[BEGIN]

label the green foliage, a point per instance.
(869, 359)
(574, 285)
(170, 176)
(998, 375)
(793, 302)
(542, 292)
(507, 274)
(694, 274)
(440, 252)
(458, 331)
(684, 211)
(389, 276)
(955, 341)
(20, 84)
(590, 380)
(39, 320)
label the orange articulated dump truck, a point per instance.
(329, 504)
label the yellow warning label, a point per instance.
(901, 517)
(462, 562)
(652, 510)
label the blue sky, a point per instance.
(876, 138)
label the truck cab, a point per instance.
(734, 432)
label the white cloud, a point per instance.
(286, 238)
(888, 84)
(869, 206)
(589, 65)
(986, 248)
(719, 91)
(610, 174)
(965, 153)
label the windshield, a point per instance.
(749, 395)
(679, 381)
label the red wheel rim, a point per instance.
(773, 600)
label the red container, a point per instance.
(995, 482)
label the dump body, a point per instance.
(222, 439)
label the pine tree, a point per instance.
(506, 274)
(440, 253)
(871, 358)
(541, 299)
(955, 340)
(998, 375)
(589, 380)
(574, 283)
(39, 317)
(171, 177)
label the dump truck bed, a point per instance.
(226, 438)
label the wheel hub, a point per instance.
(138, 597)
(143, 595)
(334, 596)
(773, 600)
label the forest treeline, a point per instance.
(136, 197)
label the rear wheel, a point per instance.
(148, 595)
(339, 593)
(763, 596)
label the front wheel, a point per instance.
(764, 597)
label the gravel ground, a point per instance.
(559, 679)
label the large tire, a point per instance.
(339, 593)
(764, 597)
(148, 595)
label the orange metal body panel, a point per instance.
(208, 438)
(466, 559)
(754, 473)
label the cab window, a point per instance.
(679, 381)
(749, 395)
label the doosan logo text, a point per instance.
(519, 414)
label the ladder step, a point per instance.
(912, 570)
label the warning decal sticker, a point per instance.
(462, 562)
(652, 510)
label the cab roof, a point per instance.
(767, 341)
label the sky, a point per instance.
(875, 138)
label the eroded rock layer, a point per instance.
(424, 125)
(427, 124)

[END]
[BEGIN]

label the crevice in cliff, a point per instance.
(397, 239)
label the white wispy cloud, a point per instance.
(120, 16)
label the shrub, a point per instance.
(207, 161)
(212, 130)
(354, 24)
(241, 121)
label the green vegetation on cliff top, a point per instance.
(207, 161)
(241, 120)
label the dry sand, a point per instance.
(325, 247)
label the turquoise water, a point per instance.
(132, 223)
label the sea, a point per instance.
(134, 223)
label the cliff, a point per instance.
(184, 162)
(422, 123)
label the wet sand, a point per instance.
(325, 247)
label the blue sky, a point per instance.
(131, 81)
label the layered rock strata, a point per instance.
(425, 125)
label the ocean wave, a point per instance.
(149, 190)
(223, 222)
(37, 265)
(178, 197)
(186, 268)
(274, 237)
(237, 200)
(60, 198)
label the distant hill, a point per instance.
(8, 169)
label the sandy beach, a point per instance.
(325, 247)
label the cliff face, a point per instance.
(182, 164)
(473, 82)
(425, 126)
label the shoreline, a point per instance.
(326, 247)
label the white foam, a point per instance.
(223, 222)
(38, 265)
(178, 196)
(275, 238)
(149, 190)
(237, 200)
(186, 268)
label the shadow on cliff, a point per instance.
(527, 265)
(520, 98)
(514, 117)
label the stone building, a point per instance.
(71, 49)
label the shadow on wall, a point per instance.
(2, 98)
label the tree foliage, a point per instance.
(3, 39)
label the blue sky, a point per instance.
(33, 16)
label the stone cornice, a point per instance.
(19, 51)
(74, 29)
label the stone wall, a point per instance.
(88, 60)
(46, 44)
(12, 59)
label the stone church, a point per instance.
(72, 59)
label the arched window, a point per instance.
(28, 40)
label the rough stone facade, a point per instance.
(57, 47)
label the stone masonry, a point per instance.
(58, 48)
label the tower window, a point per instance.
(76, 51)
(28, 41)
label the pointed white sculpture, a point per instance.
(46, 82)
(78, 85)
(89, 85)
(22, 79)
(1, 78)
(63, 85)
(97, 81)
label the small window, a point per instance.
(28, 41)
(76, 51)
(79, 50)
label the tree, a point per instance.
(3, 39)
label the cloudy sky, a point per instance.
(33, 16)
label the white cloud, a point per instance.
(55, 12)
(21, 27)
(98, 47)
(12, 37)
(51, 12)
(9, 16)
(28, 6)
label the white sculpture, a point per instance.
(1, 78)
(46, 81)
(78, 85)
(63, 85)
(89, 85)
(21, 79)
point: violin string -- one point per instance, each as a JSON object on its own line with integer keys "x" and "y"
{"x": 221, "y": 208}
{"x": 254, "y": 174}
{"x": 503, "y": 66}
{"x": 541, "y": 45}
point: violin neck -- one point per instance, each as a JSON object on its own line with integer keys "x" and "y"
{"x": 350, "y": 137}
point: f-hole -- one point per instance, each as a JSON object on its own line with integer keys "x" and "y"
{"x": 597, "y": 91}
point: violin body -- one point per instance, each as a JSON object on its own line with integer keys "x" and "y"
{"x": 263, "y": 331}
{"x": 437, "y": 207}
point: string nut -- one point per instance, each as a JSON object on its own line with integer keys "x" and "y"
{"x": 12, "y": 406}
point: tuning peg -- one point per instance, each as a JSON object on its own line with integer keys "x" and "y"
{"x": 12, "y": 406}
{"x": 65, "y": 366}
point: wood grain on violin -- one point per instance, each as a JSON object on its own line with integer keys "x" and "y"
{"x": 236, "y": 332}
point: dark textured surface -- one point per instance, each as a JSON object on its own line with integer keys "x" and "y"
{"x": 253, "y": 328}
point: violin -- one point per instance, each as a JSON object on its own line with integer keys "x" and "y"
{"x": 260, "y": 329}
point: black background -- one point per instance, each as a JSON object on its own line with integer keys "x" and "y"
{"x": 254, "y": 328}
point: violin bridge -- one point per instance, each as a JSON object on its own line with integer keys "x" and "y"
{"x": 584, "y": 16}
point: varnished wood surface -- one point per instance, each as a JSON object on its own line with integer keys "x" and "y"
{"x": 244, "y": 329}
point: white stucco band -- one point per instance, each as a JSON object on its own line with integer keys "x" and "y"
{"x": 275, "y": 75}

[END]

__Exercise goal__
Count the lines in the entries above that contain the string "dump", matching case exactly. Reply with only the number.

__Output of the task__
3